Brief>
Search the material below for the word "suit". Copy every line that has it.
>>>
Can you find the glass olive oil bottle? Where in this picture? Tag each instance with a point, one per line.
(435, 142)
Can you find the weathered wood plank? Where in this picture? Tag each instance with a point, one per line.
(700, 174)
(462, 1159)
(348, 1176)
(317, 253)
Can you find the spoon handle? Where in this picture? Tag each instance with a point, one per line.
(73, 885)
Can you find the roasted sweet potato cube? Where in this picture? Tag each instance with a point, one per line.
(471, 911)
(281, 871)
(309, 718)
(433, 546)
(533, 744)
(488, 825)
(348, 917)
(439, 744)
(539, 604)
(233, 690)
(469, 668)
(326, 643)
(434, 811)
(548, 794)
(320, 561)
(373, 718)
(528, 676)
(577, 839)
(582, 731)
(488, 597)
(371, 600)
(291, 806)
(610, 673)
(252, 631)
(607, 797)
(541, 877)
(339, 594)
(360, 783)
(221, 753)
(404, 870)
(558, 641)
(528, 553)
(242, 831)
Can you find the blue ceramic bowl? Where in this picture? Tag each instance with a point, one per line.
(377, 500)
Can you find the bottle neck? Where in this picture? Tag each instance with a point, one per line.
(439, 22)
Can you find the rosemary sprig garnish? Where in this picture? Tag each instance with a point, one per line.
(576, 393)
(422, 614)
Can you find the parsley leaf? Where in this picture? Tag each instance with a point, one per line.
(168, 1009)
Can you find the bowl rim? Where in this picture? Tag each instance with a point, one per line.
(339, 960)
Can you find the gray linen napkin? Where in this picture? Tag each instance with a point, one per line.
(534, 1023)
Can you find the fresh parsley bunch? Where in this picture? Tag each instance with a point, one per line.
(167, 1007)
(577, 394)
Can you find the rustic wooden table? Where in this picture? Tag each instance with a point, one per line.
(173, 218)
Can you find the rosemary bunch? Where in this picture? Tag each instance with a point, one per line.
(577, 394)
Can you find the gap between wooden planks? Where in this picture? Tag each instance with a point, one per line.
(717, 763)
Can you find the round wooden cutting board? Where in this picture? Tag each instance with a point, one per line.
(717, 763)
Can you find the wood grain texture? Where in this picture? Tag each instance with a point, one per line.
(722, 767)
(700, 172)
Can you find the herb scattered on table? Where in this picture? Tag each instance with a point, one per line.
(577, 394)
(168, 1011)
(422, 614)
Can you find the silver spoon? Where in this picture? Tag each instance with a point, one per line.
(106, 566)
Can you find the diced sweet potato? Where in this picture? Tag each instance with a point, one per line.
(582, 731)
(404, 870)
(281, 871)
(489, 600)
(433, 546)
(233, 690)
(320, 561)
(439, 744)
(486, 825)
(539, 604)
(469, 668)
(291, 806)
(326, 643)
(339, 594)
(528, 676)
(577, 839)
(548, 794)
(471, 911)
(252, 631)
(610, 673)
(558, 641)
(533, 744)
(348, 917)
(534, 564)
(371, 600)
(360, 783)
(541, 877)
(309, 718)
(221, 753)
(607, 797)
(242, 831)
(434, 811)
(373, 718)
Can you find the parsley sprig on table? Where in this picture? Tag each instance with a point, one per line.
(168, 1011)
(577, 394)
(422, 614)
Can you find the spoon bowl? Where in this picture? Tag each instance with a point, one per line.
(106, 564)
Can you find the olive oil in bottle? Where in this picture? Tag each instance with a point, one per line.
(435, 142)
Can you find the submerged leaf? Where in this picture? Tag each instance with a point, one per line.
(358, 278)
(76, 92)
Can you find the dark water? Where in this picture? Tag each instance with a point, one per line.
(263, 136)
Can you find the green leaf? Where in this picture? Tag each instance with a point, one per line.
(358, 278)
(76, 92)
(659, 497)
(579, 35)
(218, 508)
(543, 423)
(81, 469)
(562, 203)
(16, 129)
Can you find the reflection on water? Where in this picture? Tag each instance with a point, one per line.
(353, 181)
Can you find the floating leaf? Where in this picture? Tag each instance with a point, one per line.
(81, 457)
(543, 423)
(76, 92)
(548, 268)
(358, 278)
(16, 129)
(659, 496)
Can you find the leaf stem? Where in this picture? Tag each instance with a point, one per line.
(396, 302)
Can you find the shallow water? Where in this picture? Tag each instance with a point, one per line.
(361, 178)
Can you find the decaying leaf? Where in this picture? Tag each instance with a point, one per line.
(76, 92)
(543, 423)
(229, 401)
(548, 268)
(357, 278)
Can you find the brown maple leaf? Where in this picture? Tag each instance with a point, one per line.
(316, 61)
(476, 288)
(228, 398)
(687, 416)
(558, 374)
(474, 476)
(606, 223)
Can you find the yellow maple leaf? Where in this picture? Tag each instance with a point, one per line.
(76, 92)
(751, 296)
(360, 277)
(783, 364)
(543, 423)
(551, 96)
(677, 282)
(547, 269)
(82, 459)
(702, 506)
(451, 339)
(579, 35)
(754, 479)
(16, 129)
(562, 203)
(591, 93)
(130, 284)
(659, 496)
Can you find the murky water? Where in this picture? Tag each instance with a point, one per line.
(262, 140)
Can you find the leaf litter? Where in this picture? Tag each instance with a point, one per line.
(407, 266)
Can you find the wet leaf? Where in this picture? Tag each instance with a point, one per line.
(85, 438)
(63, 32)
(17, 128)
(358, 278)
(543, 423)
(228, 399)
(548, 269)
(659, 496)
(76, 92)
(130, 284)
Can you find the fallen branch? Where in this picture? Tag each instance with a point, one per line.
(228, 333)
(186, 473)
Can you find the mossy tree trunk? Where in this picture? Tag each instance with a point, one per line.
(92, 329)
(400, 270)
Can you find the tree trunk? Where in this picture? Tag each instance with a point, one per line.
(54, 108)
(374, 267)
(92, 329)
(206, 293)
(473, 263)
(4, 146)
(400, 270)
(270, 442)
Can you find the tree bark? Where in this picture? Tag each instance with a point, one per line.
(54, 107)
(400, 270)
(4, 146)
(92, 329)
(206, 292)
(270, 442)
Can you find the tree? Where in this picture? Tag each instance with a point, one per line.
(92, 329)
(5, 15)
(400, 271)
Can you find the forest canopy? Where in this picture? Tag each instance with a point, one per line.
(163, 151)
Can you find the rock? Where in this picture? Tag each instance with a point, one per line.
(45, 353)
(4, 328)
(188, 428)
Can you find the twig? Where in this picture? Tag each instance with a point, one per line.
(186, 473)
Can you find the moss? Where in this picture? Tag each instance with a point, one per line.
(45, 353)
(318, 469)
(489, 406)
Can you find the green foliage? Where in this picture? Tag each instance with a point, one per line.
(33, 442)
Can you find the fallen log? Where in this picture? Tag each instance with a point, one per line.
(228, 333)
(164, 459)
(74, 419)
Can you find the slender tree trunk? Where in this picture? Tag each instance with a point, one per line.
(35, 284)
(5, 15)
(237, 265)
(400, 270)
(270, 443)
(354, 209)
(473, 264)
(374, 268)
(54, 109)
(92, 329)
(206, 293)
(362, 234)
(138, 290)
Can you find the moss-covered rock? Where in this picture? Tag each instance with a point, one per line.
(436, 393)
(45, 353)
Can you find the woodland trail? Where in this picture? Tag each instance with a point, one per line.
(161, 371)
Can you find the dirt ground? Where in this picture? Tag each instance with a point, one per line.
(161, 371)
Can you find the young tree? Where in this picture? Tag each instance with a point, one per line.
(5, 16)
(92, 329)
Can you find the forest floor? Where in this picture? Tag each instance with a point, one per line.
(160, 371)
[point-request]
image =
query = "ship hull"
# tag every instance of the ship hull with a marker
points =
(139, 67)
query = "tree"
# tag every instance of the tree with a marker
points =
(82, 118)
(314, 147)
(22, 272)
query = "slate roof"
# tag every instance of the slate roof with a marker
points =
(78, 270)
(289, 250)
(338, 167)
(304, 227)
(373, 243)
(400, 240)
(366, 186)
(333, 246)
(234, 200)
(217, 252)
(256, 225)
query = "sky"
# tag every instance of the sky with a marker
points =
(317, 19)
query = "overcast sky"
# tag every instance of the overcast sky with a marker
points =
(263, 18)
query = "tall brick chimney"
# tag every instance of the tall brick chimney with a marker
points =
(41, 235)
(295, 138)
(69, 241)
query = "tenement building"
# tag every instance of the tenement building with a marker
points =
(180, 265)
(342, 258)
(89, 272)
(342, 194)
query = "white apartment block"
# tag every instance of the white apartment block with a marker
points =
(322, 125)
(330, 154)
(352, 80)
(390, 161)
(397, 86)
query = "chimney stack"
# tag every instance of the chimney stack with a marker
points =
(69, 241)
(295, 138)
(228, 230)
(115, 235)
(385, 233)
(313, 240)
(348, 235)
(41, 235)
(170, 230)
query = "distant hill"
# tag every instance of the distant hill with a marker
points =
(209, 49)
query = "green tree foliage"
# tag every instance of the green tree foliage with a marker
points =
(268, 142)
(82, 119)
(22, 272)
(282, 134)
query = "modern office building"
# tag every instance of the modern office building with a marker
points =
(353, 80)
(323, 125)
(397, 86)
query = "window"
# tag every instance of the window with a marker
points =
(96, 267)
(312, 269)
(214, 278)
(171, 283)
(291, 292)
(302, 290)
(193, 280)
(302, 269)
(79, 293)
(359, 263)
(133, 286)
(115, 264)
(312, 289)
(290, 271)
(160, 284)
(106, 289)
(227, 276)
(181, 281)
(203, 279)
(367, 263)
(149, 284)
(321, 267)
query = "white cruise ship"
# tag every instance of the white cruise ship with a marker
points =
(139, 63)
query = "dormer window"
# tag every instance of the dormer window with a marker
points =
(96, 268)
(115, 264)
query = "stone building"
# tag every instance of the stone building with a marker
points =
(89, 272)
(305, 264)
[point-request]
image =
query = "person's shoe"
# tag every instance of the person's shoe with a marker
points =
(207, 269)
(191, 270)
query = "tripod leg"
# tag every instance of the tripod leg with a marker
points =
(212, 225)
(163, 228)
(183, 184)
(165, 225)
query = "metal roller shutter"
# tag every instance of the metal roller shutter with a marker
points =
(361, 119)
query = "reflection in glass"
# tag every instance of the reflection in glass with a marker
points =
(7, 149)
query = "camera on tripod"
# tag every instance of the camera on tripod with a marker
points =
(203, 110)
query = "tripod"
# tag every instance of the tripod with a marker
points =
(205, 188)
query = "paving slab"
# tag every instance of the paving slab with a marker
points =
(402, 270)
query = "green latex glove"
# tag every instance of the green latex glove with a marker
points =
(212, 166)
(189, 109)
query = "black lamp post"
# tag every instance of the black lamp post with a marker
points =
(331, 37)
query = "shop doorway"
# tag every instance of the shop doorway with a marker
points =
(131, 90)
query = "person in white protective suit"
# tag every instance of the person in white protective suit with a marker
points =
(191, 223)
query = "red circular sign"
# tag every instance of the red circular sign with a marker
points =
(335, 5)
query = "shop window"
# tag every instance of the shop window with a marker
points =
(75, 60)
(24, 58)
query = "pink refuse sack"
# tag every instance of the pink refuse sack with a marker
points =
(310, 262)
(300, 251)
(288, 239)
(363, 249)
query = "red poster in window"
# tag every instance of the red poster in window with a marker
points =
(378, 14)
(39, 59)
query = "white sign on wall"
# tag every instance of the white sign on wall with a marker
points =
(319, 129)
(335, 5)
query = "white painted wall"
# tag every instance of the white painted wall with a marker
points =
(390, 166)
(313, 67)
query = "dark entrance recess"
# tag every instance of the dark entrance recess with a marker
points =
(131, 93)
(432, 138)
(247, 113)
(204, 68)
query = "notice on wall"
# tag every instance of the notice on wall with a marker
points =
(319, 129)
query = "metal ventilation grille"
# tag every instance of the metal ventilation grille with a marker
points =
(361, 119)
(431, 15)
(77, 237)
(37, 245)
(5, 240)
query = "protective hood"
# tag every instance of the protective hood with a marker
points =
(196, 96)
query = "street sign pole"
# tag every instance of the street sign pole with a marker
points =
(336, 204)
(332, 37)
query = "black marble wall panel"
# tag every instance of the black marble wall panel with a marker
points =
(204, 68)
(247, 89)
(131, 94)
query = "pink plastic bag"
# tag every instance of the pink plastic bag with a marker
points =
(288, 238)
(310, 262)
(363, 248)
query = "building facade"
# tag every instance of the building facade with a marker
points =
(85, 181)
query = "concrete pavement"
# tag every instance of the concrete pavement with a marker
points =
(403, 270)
<<<
Exercise solution>
query = "person in white protective suit"
# tag every instance of the person in white protective suit with a marker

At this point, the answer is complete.